* [Passage provided]

Friday, July 31, 2009
Down Around Midnight
This book--captivitating, honest, poetic and well written--will live on for me for a long time because I read it aloud to my husband on our trip home from our vacation in southeastern Pennsylvania. The driving time was 8 hours, and as my son happily watched a movie on his DVD player, I read this haunting memoir aloud from cover to cover. We were both mesmerized. I finished just as we were heading up Boltinghouse Road into Bloomington and into our own driveway.
Robert Sabbag experienced a nightmare in the summer of 1979. He was returning to Cape Cod by plane when without warning the plane crashed into a vast forest. He and his fellow survivors--there were 9 including the co-pilot--waited in the dark injured and bleeding and in various states of consciousness for hours before rescue arrived. Then they all convalesced and went their separate ways. Robert tried to put it behind him until 30 years later he felt he he had to investigate the event and write his story. He managed to locate 4 of his fellow passengers from the horrible nightmare and a number of EMT's and hospital personnel who were on duty that night.

* [Excerpted records]

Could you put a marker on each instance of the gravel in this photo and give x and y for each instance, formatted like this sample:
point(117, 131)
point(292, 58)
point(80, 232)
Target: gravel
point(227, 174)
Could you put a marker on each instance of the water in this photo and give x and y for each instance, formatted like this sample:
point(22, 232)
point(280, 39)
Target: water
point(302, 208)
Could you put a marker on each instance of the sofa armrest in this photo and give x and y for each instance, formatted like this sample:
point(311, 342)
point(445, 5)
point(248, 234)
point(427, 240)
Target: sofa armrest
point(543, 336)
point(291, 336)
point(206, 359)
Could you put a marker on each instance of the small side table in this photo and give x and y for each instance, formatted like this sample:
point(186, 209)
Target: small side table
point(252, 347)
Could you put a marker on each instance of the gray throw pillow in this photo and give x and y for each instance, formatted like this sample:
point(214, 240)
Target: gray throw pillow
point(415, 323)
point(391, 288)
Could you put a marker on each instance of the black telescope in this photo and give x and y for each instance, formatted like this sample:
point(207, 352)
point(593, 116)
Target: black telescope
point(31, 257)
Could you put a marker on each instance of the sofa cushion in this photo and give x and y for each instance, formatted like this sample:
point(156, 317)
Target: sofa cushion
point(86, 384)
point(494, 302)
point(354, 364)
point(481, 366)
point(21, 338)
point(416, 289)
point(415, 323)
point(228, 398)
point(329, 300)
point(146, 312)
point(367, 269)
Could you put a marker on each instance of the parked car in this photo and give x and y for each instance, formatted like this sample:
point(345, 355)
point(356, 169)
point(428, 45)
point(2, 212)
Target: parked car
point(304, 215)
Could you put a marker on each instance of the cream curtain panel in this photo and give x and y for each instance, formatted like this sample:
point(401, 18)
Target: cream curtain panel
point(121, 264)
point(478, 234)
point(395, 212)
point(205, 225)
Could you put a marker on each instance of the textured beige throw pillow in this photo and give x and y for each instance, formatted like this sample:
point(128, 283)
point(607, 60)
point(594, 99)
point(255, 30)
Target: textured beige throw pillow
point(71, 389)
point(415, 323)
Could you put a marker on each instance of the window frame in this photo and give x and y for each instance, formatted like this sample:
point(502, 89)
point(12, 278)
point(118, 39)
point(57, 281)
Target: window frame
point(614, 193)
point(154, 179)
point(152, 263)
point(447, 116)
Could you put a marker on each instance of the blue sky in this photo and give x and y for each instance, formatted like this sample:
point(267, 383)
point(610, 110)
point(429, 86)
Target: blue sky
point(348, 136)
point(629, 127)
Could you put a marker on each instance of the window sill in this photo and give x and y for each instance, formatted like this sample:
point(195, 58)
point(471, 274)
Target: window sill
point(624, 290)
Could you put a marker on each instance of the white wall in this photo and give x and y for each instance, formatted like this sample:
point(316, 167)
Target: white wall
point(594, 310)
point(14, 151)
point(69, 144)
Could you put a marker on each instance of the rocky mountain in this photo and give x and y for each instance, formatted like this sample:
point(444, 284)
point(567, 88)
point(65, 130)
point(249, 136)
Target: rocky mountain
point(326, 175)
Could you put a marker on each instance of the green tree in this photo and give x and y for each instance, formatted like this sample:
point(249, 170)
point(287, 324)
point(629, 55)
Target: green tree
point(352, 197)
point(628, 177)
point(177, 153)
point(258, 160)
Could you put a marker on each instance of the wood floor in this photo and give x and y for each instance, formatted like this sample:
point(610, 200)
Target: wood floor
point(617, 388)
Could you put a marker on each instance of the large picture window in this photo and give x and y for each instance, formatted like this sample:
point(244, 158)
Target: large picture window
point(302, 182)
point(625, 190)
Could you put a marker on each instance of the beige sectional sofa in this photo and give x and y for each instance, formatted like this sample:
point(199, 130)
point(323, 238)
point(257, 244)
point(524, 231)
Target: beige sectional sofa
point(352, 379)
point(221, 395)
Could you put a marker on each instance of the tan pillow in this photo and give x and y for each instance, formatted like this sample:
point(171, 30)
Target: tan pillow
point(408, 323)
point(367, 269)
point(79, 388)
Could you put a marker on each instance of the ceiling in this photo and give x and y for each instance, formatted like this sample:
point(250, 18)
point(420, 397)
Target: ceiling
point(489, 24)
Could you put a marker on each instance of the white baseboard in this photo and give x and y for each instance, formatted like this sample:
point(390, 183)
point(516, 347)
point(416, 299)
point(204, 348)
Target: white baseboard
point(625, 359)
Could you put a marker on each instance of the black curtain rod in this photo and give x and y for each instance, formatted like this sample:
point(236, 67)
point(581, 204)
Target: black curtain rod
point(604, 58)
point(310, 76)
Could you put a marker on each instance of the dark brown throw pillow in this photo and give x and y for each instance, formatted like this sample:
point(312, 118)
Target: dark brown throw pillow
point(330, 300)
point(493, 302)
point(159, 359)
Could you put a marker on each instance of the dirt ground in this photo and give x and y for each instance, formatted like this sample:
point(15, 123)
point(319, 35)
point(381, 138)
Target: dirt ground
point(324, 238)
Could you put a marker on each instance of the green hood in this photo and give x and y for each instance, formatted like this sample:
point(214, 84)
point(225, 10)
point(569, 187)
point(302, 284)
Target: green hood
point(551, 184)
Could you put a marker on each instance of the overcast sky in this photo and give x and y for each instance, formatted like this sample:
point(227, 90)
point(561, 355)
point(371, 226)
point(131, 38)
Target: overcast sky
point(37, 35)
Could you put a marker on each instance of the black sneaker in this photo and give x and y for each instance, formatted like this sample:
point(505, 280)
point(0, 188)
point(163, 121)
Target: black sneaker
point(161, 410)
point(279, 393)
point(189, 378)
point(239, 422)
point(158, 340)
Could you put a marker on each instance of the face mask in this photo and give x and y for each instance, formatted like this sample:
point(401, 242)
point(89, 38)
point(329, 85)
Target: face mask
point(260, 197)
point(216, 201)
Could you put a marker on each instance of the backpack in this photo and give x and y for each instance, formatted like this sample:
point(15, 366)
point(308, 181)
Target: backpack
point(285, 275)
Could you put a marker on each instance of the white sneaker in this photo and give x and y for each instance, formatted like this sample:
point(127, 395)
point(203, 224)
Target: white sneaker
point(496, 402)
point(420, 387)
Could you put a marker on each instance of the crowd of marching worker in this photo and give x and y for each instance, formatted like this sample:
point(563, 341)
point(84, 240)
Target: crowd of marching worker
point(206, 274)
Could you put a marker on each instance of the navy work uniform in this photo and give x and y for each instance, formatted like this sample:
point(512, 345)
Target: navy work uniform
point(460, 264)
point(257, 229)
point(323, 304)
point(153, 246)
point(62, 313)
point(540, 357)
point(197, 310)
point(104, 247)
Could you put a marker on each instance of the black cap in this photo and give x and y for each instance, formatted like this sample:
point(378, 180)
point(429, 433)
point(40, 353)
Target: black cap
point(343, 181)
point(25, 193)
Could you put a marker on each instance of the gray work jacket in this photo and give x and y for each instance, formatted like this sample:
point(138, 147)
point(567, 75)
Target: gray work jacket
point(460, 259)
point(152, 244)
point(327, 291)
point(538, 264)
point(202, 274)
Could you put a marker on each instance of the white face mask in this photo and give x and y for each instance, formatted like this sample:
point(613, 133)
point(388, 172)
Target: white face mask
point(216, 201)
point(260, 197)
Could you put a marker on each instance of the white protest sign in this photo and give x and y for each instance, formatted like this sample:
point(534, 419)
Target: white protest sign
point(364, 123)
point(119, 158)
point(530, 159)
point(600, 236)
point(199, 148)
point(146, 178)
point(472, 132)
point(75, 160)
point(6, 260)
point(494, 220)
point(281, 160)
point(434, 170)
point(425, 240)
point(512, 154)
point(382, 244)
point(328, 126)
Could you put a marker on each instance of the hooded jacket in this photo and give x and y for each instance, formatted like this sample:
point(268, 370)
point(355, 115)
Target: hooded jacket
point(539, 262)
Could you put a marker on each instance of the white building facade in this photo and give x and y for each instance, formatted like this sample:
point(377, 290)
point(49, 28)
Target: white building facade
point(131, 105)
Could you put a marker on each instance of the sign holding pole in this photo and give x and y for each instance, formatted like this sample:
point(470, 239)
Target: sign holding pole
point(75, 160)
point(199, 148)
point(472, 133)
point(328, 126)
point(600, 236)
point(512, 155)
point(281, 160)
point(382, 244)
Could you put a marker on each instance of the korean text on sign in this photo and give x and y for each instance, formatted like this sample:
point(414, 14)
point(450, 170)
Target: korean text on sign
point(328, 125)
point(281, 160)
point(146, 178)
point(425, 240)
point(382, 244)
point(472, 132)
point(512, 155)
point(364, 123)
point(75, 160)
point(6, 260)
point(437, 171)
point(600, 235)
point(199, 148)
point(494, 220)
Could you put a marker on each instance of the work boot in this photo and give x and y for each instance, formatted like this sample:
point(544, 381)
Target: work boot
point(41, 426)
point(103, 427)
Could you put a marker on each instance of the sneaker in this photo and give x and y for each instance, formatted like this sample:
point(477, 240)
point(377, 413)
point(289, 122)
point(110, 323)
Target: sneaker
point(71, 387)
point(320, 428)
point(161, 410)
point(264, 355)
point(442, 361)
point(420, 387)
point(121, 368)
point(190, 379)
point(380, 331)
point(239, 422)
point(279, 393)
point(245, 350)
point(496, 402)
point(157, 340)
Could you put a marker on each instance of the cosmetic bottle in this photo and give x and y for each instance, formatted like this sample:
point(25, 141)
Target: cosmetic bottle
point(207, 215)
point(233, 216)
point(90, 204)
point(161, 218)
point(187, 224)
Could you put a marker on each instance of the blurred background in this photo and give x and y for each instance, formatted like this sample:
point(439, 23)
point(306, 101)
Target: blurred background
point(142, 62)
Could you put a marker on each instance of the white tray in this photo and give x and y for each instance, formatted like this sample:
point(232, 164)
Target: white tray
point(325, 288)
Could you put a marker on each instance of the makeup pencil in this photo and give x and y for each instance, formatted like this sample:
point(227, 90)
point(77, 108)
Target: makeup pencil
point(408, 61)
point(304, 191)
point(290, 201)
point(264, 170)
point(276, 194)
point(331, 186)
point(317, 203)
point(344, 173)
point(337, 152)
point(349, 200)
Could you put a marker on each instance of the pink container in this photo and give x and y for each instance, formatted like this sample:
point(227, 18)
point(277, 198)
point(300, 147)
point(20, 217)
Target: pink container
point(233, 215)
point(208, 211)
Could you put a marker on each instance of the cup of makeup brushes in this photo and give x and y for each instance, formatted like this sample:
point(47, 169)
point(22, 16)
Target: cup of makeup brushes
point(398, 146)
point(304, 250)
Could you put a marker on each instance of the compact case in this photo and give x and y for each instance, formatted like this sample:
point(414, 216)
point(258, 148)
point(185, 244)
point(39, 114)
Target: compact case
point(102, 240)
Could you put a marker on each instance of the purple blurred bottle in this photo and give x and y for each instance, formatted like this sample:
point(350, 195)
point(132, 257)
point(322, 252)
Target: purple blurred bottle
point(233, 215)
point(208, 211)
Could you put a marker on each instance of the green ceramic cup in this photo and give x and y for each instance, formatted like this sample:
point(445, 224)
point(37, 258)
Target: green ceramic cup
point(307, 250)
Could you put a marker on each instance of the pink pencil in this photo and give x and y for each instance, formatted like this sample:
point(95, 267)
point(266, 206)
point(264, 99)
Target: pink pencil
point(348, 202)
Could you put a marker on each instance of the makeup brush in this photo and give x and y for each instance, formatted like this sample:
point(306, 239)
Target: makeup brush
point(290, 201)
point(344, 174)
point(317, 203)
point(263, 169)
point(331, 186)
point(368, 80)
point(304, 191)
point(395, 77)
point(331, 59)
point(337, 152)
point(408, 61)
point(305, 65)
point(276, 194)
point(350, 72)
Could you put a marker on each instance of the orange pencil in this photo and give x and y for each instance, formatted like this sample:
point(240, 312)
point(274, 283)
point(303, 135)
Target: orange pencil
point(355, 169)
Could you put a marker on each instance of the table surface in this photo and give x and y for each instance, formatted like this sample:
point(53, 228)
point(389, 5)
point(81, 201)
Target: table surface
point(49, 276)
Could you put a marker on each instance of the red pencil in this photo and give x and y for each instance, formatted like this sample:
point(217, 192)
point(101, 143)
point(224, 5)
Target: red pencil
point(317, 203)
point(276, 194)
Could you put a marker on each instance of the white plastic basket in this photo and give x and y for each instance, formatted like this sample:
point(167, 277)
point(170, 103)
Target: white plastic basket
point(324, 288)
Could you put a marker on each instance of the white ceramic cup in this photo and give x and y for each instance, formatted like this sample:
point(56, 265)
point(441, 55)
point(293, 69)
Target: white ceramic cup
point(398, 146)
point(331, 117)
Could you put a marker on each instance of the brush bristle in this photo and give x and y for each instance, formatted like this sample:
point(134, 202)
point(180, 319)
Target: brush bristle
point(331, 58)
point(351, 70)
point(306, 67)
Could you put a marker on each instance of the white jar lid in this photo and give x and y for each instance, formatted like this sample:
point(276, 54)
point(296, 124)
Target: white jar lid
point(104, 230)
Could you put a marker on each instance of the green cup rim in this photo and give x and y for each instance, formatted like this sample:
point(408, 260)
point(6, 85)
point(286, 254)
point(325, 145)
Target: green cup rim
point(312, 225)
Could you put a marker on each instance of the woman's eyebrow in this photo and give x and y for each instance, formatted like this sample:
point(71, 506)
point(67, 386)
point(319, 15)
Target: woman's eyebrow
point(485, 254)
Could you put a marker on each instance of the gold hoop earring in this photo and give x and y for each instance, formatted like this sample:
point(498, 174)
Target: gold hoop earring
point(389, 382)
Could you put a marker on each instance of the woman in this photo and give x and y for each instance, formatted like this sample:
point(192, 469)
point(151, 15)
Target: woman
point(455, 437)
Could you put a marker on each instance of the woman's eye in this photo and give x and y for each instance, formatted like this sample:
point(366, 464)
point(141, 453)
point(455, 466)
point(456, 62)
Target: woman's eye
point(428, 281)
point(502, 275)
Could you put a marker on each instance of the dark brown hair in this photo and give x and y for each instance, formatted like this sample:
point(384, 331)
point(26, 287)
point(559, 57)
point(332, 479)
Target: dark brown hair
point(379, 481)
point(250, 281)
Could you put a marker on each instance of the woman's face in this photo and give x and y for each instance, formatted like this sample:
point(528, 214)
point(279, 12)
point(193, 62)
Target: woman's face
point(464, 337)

* [List of tasks]
(A) According to the review of Down Around Midnight, in what year did Robert Sabbag's plane crash happen?
(B) Carry on the review of Down Around Midnight, picking up after its last sentence.
The lines have no connection to the review of Down Around Midnight.

* [Results in order]
(A) The crash happened in the summer of 1979.

(B)
This story, as any good memoir reader or writer will tell you, is not a tale told in a linear fashion. It is a catastrophic event meant to be viewed from all sides as a whole piece of truth. The story and it's aftermath is witnessed mainly through Robert Sabbag's reliable eyes (or are they reliable?), but he does a great job of interweaving the stories of the families who were waiting at the airport and the pilot who should not have been flying and the paramedics who bushwhacked their way into the forest and had to carry them on stretchers a mile out of the forest.
This is also the story of a very particular place: Cape Cod. He creates a loving portrait of the peninsula he has come to call home, and as he is re-creating his story of crash and recovery he does it with the backdrop of this historic and eccentric place. I have been to the Cape only twice, but I felt the essential life of the Cape coming through in all the chapters.
This book was pure poetry and Robert Sabbag is a fantastic writer. It is worth noting, that the most haunting parts of the story are naturally the ones he could not tell--the four people from the crash--three young sisters and the co-pilot--who he did not get the opportunity to interview for the book. I hope they read it and understand.
This book also does a great job of presenting and talking about PTSD. (Post Traumatic Stress Disorder) Not too much clinical information or psychological babble, but the poetry of living with PTSD.
I highly recommend this book. It is a fast and enjoyable read.